Return each of the records below word for word, with nothing added, dropped, or changed.

▬▬▬▬▬▬▬▬▬▬

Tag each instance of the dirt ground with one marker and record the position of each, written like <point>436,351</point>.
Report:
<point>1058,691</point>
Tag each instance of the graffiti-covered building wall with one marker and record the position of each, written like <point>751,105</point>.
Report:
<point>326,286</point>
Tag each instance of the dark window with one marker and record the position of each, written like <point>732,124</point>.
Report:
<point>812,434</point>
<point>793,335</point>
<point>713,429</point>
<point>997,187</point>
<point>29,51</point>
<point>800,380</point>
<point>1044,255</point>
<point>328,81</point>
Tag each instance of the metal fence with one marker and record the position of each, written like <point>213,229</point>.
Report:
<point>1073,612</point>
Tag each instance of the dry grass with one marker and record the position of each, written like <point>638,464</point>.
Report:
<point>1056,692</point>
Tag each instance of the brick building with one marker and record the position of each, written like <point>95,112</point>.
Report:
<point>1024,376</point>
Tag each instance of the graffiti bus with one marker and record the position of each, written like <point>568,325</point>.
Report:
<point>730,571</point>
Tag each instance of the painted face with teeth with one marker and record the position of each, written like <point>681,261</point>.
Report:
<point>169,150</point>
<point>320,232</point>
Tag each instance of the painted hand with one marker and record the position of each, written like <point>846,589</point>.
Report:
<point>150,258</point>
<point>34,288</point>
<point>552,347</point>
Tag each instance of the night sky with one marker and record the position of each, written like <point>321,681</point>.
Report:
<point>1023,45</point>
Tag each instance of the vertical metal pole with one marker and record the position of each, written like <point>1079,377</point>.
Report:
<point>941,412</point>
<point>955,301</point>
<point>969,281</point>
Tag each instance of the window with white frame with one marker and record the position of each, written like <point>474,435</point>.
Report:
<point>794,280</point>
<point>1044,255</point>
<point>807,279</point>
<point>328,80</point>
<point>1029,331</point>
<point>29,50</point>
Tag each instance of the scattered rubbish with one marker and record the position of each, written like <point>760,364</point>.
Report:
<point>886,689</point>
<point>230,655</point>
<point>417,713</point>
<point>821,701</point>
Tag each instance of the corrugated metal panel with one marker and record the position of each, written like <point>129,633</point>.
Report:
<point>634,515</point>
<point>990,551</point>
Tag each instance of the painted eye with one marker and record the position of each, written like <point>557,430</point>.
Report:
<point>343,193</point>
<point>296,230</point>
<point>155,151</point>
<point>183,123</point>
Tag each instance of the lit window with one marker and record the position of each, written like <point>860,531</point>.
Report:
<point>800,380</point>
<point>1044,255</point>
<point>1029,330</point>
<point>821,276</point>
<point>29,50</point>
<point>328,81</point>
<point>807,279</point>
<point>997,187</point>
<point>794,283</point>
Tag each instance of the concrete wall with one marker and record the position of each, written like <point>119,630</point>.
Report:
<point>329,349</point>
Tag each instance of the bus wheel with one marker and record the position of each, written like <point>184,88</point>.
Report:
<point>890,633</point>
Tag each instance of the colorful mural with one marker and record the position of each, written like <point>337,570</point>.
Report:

▬▬▬▬▬▬▬▬▬▬

__Response to the exercise__.
Tag each instance of the dirt ground with one marker and record the position of each, written like <point>436,351</point>.
Report:
<point>1058,691</point>
Tag each instance of the graffiti-covered building wall with one marker and record the position of each, written like <point>751,105</point>.
Report:
<point>326,286</point>
Tag each instance of the dark window with one marker and record the position of each, written like <point>732,124</point>.
Report:
<point>812,434</point>
<point>793,335</point>
<point>713,429</point>
<point>997,187</point>
<point>29,51</point>
<point>800,380</point>
<point>1044,255</point>
<point>328,81</point>
Tag each instance of the metal fence with one marker and record the position of each, written like <point>213,229</point>.
Report:
<point>1073,612</point>
Tag each instance of the dry grass with one marker and record the position of each, written like <point>638,464</point>.
Report:
<point>1056,692</point>
Tag each instance of the brick building with one marker and record the position of each, written like <point>95,112</point>.
Report:
<point>1024,376</point>
Tag each instance of the graffiti bus with one marker and record the position of each, written like <point>568,325</point>.
Report:
<point>730,571</point>
Tag each instance of the painted face with teeth with one marker and record the position of each, written like <point>681,261</point>.
Report:
<point>169,150</point>
<point>320,232</point>
Tag each instance of the painted hand with one marker and record the position of each, written like <point>846,589</point>.
Report:
<point>150,258</point>
<point>34,288</point>
<point>552,347</point>
Tag each instance of the night sky with one marker and record the position of each, written like <point>321,681</point>.
Report:
<point>1023,45</point>
Tag each instance of the vertical metal pole with one marker and record the position of each, written like <point>1079,377</point>.
Report:
<point>941,412</point>
<point>955,301</point>
<point>969,281</point>
Tag each instance of the window with white frame with one marker and record the position of each, written like <point>474,435</point>.
Report:
<point>794,280</point>
<point>1044,255</point>
<point>807,279</point>
<point>328,80</point>
<point>1029,331</point>
<point>29,50</point>
Tag each instance of the scattered rubbish with one marker and record the position of each, written like <point>760,364</point>.
Report:
<point>886,689</point>
<point>230,655</point>
<point>417,713</point>
<point>821,701</point>
Tag each instance of the corrugated metal panel with one marker and record the position of each, written like <point>129,633</point>.
Report:
<point>634,515</point>
<point>990,551</point>
Tag each instance of the painted eye with one marker and record the position of each, written like <point>557,430</point>.
Report:
<point>343,193</point>
<point>296,230</point>
<point>155,151</point>
<point>183,123</point>
Tag each instance of the lit window with one marker and record the position of each, written like <point>860,531</point>.
Report:
<point>800,380</point>
<point>1044,255</point>
<point>1029,330</point>
<point>821,276</point>
<point>29,50</point>
<point>328,81</point>
<point>807,279</point>
<point>997,187</point>
<point>794,283</point>
Tag each instance of the concrete wall with one marker and record the position of each, written like <point>119,630</point>.
Report:
<point>329,349</point>
Tag each instance of the bus wheel with one marker and record the position of each, written like <point>184,88</point>.
Report:
<point>890,633</point>
Tag each instance of the colorful mural with one marker and record the position of each, written like <point>337,570</point>.
Report:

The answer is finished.